▸ Brief: What you return should match the data below exactly, with every entry reproduced.

▸ Dataset content:
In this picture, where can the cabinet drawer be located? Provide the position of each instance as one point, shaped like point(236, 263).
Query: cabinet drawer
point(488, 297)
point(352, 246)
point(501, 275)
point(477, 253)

▸ Solution to the exercise:
In this picture, where can the cabinet drawer be located? Provide the position of each instance as one point, shaped like point(236, 263).
Query: cabinet drawer
point(488, 297)
point(352, 246)
point(501, 275)
point(477, 253)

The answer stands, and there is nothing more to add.